● EXERCISE
Find each line in the records below that contains the word "garage", and copy those lines.

● INPUT DATA
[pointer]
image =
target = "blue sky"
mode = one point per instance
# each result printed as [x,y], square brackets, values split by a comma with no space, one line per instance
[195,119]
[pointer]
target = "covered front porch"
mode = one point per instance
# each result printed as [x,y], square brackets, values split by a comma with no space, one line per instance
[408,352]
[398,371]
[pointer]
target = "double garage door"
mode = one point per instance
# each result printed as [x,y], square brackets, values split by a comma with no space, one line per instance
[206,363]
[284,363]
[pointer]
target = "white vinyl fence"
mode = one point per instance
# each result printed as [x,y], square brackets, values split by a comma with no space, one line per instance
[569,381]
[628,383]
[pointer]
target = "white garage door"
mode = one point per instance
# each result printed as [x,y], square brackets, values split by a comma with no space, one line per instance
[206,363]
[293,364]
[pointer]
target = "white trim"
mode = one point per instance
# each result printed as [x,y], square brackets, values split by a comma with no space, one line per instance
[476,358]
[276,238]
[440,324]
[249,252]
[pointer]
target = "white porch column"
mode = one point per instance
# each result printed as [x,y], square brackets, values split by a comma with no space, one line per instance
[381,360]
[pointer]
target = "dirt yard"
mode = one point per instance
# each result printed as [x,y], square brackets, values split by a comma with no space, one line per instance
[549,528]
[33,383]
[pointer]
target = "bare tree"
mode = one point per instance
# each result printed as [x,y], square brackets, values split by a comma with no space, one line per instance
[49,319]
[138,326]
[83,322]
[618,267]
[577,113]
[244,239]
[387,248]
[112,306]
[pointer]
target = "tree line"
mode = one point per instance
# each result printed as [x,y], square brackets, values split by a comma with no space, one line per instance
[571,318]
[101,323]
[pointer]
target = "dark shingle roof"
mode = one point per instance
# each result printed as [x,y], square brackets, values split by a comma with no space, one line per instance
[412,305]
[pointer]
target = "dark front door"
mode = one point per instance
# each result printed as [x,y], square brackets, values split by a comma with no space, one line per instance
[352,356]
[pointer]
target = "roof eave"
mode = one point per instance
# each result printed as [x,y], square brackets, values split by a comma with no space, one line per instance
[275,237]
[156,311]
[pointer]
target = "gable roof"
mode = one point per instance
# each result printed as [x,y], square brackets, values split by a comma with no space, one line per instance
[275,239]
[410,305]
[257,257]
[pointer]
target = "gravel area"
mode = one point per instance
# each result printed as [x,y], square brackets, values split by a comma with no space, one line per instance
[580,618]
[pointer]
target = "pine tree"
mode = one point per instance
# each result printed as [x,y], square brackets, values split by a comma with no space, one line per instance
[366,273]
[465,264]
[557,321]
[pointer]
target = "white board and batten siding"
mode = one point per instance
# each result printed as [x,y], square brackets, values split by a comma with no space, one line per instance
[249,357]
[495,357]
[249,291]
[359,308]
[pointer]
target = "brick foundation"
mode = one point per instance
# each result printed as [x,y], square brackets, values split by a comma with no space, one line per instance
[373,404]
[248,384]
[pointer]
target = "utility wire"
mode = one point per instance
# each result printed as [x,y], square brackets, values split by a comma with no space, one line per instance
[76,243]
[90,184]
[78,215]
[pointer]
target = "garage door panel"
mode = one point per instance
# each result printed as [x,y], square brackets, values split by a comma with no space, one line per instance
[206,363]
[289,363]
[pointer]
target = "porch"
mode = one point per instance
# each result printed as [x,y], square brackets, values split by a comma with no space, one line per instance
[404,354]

● COMPLETED EXERCISE
target = "double garage door"
target = "white garage door"
target = "garage door panel"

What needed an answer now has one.